TEXTE FOURNI:
Outils pour l'égalité à l'école

Voici un article d'une interview de monsieur Auduc réalisé auprès du site "enseignants pour enfance" :

Interview de Jean-Louis Auduc sur les « Outils pour l’égalité filles-garçons à l’école »

mardi 2 décembre 2014, par oleg

Jean-Louis Auduc, professeur agrégé d’histoire, a enseigné en collège et en lycée. Comme directeur-adjoint de l’IUFM de Créteil, il a mis en place des formations sur les relations parents-enseignants à partir de 1999 et a travaillé sur la question de la mixité scolaire. Au nom de cette double compétence, il a été consulté par le Ministère de l’Education nationale au sujet des « Outils pour l’égalité filles-garçons à l’école ». Sur ce projet et sa mise en œuvre, nous lui avons posé les questions suivantes, auxquelles il a répondu en toute liberté.

Jean-Louis Auduc, pouvez-vous tout d’abord vous présenter et dire ce qui vous a amené à réfléchir à la question de la mixité à l’école ?
Comme je l’ai dit dans un texte « Dix conseils pour bien gérer la mixité filles-garçons »[1], mettre des garçons et des filles ensemble dans la classe ne résout en aucun cas la question de l’égalité des droits des uns et des autres. La mixité n’a jamais été pensée en France. La conséquence de cette situation m’est apparue comme un échec scolaire masculin précoce qui n’apparaissait pas dans les statistiques indifférenciées. Celles-ci évoquent150 000 jeunes sortant sans qualification, sans dire qu’il y a plus de 110 000 jeunes garçons. De même, on parle de 20% de jeunes élèves ne sachant pas lire au sortir de l’école primaire, sans dire qu’il s’agit de près d’un garçon sur trois et de moins d’une fille sur 8 ! La situation est également catastrophique dans le domaine de la lecture : 32% des garçons (près d’un garçon sur trois) n’atteignent pas en 2012 le niveau de compétence en compréhension de l’écrit, considéré comme un minimum à atteindre pour réussir son parcours .

Prendre conscience de l’échec scolaire masculin précoce est un véritable enjeu de société. Faire réussir tous les élèves, quel que soit leur genre, peut permettre de diminuer la violence, de rendre le travail sur les stéréotypes plus efficace. Il ne s’agit pas de prôner des classes non-mixtes, mais de mieux penser la gestion pédagogique de la mixité dans le cadre de classes mixtes, pour toujours plus mettre en place les conditions d’un meilleur vivre ensemble. Il n’est plus possible d’en rester à la situation actuelle tant l’échec scolaire masculin est précoce et pèse sur notre société. Les inégalités dans la réussite scolaire apparaissent pour une bonne part liées à une pédagogie inadaptée qui pénalise massivement les garçons et particulièrement ceux des milieux défavorisés où les familles ne peuvent compenser les manques de l’école. Le défaut français d’enseigner pareillement à tous les élèves sans prendre en compte leurs spécificités, leurs rythmes, apparaît comme responsable d’un échec scolaire des garçons face à des filles plus matures dans certains domaines. Mon objectif principal vise donc à lutter contre l’indifférenciation. Un enseignant a devant lui des filles et des garçons et c’est une erreur de n’évoquer que des « élèves ».

Quelle a été votre contribution aux "Outils pour l’égalité entre les filles et les garçons à l’école" ?

EXERCICES À COMPLÉTER:
A – D'après l'interview, à partir de quelle année Jean-Louis Auduc a-t-il mis en place des formations sur les relations parents-enseignants ?
B – Recopiez le passage de l'interview qui commence par "mardi 2 décembre" et se termine par "en toute liberté.", en remplaçant "Créteil" par "Versailles".

DONNÉES BRUTES:
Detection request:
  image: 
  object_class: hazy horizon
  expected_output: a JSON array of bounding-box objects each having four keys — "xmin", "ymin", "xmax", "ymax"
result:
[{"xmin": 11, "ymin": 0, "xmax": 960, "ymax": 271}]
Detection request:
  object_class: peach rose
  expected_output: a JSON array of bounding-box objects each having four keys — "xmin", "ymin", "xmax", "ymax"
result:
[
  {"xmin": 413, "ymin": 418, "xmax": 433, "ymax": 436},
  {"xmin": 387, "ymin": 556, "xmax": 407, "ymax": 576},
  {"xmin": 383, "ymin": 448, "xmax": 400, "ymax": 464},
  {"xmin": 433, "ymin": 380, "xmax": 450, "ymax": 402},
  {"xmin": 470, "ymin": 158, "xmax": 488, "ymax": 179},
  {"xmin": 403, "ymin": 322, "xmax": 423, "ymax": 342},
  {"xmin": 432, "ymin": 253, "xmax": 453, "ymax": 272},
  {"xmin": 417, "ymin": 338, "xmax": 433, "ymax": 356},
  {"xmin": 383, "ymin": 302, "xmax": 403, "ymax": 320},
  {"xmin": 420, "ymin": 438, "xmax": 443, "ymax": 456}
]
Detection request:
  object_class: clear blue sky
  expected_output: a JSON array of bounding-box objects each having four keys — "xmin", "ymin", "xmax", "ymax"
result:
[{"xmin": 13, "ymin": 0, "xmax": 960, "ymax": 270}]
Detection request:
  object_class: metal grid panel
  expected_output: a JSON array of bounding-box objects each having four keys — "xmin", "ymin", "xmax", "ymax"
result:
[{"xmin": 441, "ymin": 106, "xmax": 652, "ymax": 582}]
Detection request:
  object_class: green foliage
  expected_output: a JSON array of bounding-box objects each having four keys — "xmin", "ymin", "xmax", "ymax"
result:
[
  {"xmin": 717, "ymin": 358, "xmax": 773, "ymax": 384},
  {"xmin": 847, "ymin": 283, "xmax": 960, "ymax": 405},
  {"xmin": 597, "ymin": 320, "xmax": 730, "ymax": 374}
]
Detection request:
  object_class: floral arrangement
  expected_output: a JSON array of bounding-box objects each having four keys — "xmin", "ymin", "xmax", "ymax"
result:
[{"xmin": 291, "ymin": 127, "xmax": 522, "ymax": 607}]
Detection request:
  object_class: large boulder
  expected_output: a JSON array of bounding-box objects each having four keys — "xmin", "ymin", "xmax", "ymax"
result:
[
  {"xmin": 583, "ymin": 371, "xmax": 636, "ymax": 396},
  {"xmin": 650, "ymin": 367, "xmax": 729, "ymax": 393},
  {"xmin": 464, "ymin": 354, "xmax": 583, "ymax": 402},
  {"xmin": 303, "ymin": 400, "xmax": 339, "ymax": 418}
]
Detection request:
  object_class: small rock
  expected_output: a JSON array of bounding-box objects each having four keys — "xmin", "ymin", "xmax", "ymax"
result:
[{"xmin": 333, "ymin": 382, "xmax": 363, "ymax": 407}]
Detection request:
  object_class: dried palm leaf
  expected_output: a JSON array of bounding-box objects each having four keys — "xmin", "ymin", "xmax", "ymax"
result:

CORRIGÉ POINT PAR POINT:
A – À partir de 1999.

B –
mardi 2 décembre 2014, par oleg

Jean-Louis Auduc, professeur agrégé d’histoire, a enseigné en collège et en lycée. Comme directeur-adjoint de l’IUFM de Versailles, il a mis en place des formations sur les relations parents-enseignants à partir de 1999 et a travaillé sur la question de la mixité scolaire. Au nom de cette double compétence, il a été consulté par le Ministère de l’Education nationale au sujet des « Outils pour l’égalité filles-garçons à l’école ». Sur ce projet et sa mise en œuvre, nous lui avons posé les questions suivantes, auxquelles il a répondu en toute liberté.